Direction:
Write out the speech enhancement passage below word for word, between "An additional advantage" and "impulse response) filters.", inclusive.

Passage given:
The downside of this is that both the variance of the speech innovations $ \sigma^2_{v,k}$ and the noise variance $ \sigma^2_{n,k}$ (or equivalently, the SNR) must be estimated on-line from the noisy data. The speech innovations variance $ \sigma_{v,k}^2$ may be estimated from the expression for the inverse Fourier transform of the signal power spectrum given an LPC model [16]. Alternatively, an expression may be derived by noting the relationship between the minimum mean-squared prediction error for clean speech versus speech with additive noise [17]. Estimating the innovations variance also requires knowledge of the SNR. Maximum-likelihood based methods for estimating these quantities can be derived from the Expectation Maximization (EM) approach [18]. Methods for estimating the SNR (or full spectrum of the noise $ n_k$), which are motivated from speech perception, are discussed in the next section on spectral methods.

An additional advantage of the predictive approach, is that the state-space (or AR) model provides for a more compact representation. The EKF forms a recursive structure, and thus requires fewer inputs than the direct filtering approach. This tradeoff is analogous to that seen for linear FIR (finite-impulse-response) filters versus IIR (infinite impulse response) filters.

Data block:
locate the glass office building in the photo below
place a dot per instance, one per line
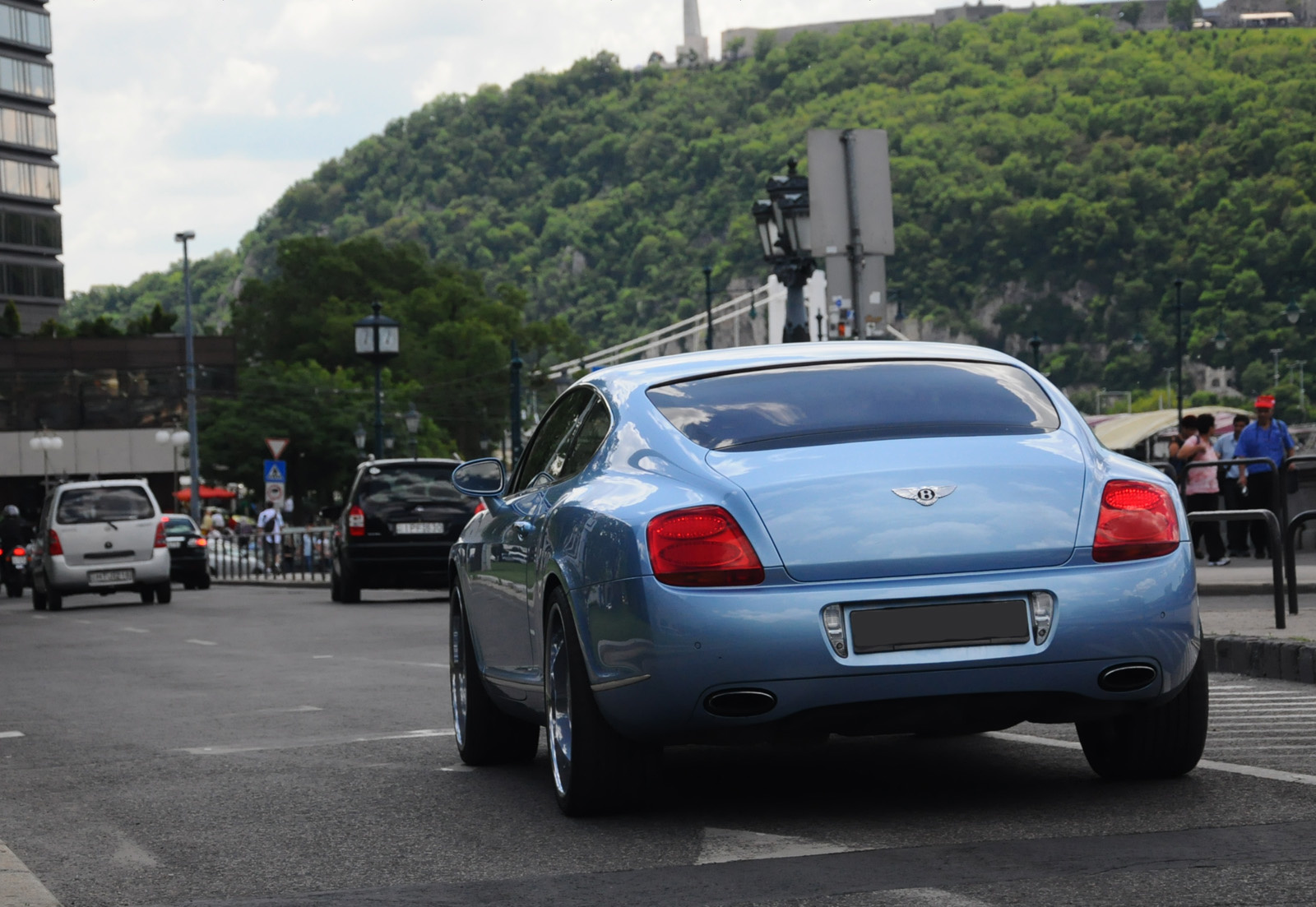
(30, 238)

The answer:
An additional advantage of the predictive approach, is that the state-space (or AR) model provides for a more compact representation. The EKF forms a recursive structure, and thus requires fewer inputs than the direct filtering approach. This tradeoff is analogous to that seen for linear FIR (finite-impulse-response) filters versus IIR (infinite impulse response) filters.